> **SHORT EXERCISE**
Reproduce every row below word for word, keeping each line and coordinate unchanged.

## BEGIN EXTRACTED MATERIAL

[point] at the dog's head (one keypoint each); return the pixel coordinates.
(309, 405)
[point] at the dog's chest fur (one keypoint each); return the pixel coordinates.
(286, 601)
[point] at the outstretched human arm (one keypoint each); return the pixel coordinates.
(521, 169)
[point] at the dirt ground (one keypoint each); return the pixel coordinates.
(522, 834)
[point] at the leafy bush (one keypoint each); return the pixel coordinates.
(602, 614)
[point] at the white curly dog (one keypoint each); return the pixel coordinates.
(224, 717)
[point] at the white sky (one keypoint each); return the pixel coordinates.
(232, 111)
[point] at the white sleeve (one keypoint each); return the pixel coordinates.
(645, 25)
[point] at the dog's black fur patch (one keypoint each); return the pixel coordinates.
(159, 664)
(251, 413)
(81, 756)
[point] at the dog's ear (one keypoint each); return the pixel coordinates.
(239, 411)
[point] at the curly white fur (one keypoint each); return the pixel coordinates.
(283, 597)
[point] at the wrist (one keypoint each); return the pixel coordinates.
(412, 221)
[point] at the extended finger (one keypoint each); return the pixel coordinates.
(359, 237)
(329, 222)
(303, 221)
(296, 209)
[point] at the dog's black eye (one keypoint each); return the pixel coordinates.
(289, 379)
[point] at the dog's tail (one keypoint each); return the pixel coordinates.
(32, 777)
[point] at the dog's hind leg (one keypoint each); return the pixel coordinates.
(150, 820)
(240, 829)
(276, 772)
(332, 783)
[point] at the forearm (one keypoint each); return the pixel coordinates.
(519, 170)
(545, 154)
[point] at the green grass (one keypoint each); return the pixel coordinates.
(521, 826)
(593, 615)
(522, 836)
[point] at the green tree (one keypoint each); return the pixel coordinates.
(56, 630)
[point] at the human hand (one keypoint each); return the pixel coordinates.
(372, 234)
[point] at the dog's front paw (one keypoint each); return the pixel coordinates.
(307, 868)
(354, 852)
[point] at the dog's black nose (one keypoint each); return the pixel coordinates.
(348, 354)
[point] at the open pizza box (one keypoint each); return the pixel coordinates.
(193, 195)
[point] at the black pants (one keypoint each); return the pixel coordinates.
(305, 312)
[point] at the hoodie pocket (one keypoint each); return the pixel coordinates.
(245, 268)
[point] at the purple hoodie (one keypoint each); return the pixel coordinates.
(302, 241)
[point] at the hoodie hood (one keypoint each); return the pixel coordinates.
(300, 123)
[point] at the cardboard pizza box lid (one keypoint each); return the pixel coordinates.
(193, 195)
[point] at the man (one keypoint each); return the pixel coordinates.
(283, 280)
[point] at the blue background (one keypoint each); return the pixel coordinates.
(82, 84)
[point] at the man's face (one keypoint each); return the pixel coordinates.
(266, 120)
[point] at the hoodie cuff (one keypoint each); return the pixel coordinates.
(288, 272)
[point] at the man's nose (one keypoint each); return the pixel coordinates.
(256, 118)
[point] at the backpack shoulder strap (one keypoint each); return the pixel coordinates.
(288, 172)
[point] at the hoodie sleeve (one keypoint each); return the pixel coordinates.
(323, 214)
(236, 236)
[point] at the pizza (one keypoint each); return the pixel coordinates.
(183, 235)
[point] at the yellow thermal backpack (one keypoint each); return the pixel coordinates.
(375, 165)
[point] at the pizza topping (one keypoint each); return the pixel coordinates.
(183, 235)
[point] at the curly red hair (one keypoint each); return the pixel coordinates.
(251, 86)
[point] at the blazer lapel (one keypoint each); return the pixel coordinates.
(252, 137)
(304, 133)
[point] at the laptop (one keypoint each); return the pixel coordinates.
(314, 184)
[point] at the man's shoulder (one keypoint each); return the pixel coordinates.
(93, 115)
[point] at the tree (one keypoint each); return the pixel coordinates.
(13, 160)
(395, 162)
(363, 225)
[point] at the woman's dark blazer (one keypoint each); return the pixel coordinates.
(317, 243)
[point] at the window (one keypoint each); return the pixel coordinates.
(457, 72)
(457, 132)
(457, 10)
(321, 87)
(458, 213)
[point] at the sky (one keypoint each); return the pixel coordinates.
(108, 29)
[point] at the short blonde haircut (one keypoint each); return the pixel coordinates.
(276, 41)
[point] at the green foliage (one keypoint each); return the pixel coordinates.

## END EXTRACTED MATERIAL

> **TASK OUTPUT**
[point] at the dog's head (one keypoint each); return the pixel coordinates.
(309, 405)
[point] at the dog's chest fur (one keypoint each); return the pixel coordinates.
(286, 601)
[point] at the outstretched human arm (one keypoint each); return the pixel coordinates.
(521, 169)
[point] at the dirt ground (one keypoint each); return the pixel coordinates.
(522, 834)
[point] at the leafy bush (one keypoint each); return the pixel coordinates.
(602, 614)
[point] at the white curly dog (one keypoint each); return the pixel coordinates.
(224, 717)
[point] at the white sky (one keypoint each); return the pixel coordinates.
(232, 111)
[point] at the white sleeve (one keypoint each); return the pixel coordinates.
(645, 25)
[point] at the dog's black fur patch (one keypoint each); return the pixel coordinates.
(159, 664)
(251, 413)
(81, 756)
[point] at the dog's ear (one keypoint each); return the pixel coordinates.
(239, 411)
[point] at the curly white fur (one keypoint each); return the pixel coordinates.
(283, 597)
[point] at the wrist (one keypoint each); return the pixel coordinates.
(412, 221)
[point] at the extended finger (one keypoint each); return the pixel coordinates.
(359, 237)
(329, 222)
(303, 221)
(296, 209)
[point] at the dog's black eye (one keypoint each); return the pixel coordinates.
(289, 379)
[point] at the dog's tail (one keypoint each); return the pixel coordinates.
(32, 777)
[point] at the dog's hind leg (one keypoint each); return the pixel coordinates.
(150, 820)
(240, 829)
(276, 772)
(332, 783)
[point] at the forearm (one keypoint each); return the pixel coordinates.
(519, 170)
(545, 154)
[point] at the green grass (one keypoint each); return the pixel coordinates.
(521, 826)
(593, 615)
(522, 836)
[point] at the green tree (one keypoint each); return the pixel coordinates.
(56, 630)
[point] at the human hand (one keypoint each); return the pixel coordinates.
(372, 234)
[point] at the dog's front paw (one keypoint each); return the pixel coordinates.
(307, 868)
(354, 852)
[point] at the dog's black nose (one keypoint each); return the pixel coordinates.
(348, 354)
[point] at the open pizza box (one keypoint each); return the pixel coordinates.
(193, 195)
[point] at the black pants (one keypoint each); return the pixel coordinates.
(305, 312)
[point] at the hoodie pocket (one keypoint each); return the pixel coordinates.
(245, 268)
[point] at the purple hoodie (one keypoint each); return the pixel coordinates.
(302, 241)
[point] at the hoodie hood (one keypoint each); return the pixel coordinates.
(300, 123)
[point] at the cardboard pizza box lid (one keypoint each); return the pixel coordinates.
(193, 195)
[point] at the man (one keypoint each); return the pixel coordinates.
(283, 280)
[point] at the blue background (one keypoint each); return the pixel coordinates.
(82, 84)
[point] at the man's face (one keypoint each); return the pixel coordinates.
(266, 120)
[point] at the hoodie cuff (one keypoint each); return the pixel coordinates.
(288, 272)
[point] at the man's nose (one keypoint each); return the pixel coordinates.
(256, 118)
[point] at the backpack shoulder strap (one keypoint each); return the pixel coordinates.
(288, 172)
[point] at the hoodie sleeve (one keypoint each); return the pixel coordinates.
(323, 214)
(236, 236)
[point] at the pizza (one keypoint each); return the pixel coordinates.
(183, 235)
[point] at the yellow thermal backpack (one keypoint each); return the pixel coordinates.
(375, 165)
[point] at the pizza topping (one keypoint each); return the pixel coordinates.
(183, 235)
[point] at the curly red hair (one keypoint each); return the pixel coordinates.
(251, 86)
[point] at the blazer lapel (one keypoint each); return the pixel coordinates.
(252, 137)
(304, 133)
[point] at the laptop (one keypoint each); return the pixel coordinates.
(314, 184)
[point] at the man's shoulder (one keypoint each); return the pixel coordinates.
(93, 115)
[point] at the tree (one keypoint each); return the pixel coordinates.
(13, 160)
(395, 162)
(363, 225)
[point] at the woman's dark blazer (one keypoint each); return the pixel coordinates.
(317, 243)
[point] at the window (one keypoint each); return the pixel coordinates.
(457, 72)
(457, 132)
(457, 10)
(321, 87)
(458, 213)
[point] at the sky (one keypoint each); return the pixel coordinates.
(108, 29)
[point] at the short blonde haircut (one keypoint each); return the pixel coordinates.
(276, 41)
[point] at the green foliage (one keypoint each); return the pixel coordinates.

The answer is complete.